*** INPUT RECORDS ***
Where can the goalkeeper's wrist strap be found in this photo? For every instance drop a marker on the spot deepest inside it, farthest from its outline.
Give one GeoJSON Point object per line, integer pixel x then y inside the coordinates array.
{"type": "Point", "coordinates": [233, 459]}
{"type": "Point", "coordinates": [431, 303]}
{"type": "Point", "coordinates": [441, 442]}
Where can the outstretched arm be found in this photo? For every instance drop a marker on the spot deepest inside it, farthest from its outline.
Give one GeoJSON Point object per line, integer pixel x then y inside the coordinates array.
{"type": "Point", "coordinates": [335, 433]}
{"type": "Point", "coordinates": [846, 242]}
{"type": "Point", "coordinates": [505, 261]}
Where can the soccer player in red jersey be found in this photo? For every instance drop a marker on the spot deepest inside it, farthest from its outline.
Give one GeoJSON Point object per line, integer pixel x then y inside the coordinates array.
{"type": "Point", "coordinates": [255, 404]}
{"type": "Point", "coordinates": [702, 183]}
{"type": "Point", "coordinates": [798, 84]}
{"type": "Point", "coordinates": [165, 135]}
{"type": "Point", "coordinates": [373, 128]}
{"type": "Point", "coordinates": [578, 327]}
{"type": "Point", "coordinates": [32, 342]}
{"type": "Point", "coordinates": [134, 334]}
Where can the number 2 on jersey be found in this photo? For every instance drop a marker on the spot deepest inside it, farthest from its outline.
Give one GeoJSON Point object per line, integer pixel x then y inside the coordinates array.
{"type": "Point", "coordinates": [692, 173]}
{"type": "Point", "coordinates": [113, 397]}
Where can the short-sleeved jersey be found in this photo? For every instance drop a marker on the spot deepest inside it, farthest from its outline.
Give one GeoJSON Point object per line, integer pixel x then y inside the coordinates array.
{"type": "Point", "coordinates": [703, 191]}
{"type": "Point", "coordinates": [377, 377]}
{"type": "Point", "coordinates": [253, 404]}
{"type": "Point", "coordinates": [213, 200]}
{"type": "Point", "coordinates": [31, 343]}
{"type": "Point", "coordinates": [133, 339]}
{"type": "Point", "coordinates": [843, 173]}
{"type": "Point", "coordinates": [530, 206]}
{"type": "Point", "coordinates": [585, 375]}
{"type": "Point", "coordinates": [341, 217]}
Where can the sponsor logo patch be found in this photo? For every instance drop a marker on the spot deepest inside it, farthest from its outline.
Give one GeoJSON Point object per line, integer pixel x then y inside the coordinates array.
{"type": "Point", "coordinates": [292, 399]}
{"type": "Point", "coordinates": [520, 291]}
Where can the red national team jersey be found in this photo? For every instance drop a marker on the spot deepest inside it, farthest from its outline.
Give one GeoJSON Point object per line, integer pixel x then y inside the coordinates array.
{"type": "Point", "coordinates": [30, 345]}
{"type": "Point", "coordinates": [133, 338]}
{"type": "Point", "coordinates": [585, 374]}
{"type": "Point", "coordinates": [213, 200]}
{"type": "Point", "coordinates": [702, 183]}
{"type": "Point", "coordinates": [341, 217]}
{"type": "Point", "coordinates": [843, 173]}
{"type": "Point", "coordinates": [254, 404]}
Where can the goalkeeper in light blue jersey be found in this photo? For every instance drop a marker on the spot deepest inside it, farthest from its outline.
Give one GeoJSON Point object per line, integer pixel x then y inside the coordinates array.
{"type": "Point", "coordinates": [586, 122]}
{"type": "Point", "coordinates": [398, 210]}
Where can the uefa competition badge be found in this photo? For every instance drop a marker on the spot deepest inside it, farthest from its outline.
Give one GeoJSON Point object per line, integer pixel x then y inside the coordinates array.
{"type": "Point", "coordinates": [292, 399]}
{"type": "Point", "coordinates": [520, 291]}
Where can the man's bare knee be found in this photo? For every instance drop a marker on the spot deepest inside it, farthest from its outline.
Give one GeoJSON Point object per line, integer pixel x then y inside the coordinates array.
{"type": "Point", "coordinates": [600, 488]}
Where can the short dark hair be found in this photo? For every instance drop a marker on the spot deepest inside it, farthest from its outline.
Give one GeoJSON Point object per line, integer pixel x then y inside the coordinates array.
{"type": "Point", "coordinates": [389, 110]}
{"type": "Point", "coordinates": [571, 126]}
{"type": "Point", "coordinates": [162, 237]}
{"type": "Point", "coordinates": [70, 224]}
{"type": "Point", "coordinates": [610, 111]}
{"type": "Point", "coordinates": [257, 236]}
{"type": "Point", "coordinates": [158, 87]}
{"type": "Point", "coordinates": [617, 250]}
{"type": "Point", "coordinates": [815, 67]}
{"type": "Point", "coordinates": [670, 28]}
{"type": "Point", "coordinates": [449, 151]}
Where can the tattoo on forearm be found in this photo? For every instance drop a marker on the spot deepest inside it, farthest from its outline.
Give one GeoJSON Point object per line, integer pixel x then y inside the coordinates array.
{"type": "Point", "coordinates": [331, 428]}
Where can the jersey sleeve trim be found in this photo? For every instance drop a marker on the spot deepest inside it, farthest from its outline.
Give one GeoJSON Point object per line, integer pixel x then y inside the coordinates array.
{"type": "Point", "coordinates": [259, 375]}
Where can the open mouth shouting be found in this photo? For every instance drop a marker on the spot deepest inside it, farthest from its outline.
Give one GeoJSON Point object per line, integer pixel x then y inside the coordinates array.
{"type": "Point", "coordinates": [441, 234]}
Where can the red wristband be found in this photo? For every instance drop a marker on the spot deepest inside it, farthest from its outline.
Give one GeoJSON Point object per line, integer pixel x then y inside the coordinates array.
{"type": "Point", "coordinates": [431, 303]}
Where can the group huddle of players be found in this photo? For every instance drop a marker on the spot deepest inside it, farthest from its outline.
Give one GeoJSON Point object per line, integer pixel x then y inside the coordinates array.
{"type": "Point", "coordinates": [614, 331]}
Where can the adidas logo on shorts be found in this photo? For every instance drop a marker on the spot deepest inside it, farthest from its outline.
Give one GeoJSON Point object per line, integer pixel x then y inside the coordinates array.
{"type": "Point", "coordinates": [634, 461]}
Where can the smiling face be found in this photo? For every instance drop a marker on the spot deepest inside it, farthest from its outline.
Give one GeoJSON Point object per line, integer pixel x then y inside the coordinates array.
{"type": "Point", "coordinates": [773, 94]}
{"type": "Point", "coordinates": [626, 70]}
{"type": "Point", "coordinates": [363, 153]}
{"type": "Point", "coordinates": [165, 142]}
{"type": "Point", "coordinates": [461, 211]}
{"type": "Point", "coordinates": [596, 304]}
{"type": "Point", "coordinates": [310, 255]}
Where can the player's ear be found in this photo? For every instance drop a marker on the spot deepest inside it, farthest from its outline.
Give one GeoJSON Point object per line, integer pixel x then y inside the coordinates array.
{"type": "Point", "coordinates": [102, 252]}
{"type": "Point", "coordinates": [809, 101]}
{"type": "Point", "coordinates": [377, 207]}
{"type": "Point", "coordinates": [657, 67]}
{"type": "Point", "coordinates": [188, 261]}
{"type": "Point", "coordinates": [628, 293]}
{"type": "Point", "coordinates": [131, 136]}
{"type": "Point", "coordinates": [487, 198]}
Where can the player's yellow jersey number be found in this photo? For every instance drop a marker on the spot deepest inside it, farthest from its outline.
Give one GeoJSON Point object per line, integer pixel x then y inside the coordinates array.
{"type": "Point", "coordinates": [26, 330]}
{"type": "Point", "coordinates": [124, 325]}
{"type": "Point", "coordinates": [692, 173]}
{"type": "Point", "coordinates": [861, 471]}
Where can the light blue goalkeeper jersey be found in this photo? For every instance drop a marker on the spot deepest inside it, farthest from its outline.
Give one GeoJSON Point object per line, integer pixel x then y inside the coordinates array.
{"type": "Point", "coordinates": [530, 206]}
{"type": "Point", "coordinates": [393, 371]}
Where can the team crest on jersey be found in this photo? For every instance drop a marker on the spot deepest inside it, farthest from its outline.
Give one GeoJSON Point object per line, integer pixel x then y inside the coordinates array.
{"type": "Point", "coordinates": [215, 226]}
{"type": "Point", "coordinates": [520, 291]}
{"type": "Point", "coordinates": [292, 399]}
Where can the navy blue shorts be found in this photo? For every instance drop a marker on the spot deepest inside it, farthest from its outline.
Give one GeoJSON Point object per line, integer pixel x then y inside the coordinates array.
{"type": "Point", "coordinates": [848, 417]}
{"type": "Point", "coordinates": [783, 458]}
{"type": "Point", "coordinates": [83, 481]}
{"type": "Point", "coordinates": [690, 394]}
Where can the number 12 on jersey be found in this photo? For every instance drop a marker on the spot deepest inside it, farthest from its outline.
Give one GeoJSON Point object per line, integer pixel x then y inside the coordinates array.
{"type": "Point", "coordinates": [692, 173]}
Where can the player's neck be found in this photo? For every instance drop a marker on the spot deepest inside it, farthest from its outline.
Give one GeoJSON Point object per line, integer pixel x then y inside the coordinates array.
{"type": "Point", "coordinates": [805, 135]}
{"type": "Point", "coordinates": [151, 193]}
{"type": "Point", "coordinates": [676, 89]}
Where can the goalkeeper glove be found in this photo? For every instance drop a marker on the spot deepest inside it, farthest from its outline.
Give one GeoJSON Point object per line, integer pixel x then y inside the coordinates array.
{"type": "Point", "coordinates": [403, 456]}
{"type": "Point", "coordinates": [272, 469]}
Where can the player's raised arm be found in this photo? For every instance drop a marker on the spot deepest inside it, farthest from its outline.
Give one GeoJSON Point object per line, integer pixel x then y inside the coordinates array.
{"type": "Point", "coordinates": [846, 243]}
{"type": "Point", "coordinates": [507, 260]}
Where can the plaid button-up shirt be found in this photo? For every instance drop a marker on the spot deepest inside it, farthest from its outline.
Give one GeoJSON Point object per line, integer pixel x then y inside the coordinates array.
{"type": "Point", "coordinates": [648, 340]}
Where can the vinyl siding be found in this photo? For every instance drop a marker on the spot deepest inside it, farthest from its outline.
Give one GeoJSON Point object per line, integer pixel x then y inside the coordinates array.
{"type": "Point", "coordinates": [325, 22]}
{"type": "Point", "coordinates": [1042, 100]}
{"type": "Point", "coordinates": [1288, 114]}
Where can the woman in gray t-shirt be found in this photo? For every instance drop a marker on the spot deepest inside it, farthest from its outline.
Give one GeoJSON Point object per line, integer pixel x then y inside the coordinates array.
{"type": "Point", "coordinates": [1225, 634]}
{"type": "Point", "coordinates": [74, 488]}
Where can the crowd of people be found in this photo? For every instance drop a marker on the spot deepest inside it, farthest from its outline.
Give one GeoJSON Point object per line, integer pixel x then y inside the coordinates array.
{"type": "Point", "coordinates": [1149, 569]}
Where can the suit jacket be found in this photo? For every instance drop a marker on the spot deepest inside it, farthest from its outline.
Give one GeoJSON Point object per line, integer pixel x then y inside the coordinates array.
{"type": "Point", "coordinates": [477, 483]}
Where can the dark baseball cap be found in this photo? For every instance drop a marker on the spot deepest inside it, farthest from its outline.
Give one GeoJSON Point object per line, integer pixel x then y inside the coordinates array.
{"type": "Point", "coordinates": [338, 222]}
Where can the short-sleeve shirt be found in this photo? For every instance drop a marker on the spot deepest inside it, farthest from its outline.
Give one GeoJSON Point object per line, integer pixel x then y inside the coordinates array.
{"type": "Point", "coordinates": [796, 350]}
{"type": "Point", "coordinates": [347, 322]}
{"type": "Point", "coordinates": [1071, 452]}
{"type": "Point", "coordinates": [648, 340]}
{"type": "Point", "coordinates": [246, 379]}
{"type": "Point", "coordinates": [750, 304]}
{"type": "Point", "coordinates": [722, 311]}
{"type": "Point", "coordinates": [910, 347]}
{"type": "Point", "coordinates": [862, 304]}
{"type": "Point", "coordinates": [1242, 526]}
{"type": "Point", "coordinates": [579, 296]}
***
### PROBLEM REQUIREMENTS
Write down again, exactly as given, only the lines above that fall from the line with "Where can the light" to the line with "Where can the player's neck", inclusive.

### YOUR RESPONSE
Where can the light blue goalkeeper jersey be found in this photo? For every instance drop a marker on the spot deepest inside it, farthest from its outline.
Give one GeoJSON Point object per line, integer pixel x then y inside the coordinates array.
{"type": "Point", "coordinates": [530, 206]}
{"type": "Point", "coordinates": [393, 371]}
Where can the team crest on jersey be found in this photo? For every instance drop a marker on the spot deepest inside it, farthest from its outline.
Give one GeoJSON Point object per line, integer pixel x then y inside the coordinates array.
{"type": "Point", "coordinates": [215, 226]}
{"type": "Point", "coordinates": [520, 291]}
{"type": "Point", "coordinates": [292, 399]}
Where can the navy blue shorts be found in this photo? For every instance drop a marker on the spot deepest inside it, farthest from its outline.
Give one GeoJSON Point object per line, integer pixel x then y inside the coordinates array.
{"type": "Point", "coordinates": [848, 417]}
{"type": "Point", "coordinates": [783, 458]}
{"type": "Point", "coordinates": [83, 481]}
{"type": "Point", "coordinates": [690, 394]}
Where can the number 12 on jersey be found in this photo? For every instance drop a marker on the spot deepest inside it, farthest from its outline.
Give one GeoJSON Point object per line, integer pixel x then y inside the coordinates array.
{"type": "Point", "coordinates": [692, 173]}
Where can the player's neck be found in this photo? For every instance drop a marker on the spot deepest inside it, farthest from its outline.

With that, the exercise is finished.